**Written request**
Please return every line of the listing below unchanged, character for character.

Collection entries
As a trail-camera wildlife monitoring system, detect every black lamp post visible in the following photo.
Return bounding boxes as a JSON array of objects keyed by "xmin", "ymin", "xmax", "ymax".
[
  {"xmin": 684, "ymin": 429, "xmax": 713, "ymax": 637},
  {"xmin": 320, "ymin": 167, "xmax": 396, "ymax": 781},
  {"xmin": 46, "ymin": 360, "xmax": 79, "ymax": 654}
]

**Exercise result**
As a trail-camera wildlife monitoring system, detect every black lamp post visible in the following photo.
Return bounding boxes as a JSON array of objects keyed by "xmin", "ymin", "xmax", "ymax".
[
  {"xmin": 684, "ymin": 429, "xmax": 713, "ymax": 637},
  {"xmin": 320, "ymin": 167, "xmax": 396, "ymax": 781},
  {"xmin": 46, "ymin": 360, "xmax": 79, "ymax": 654}
]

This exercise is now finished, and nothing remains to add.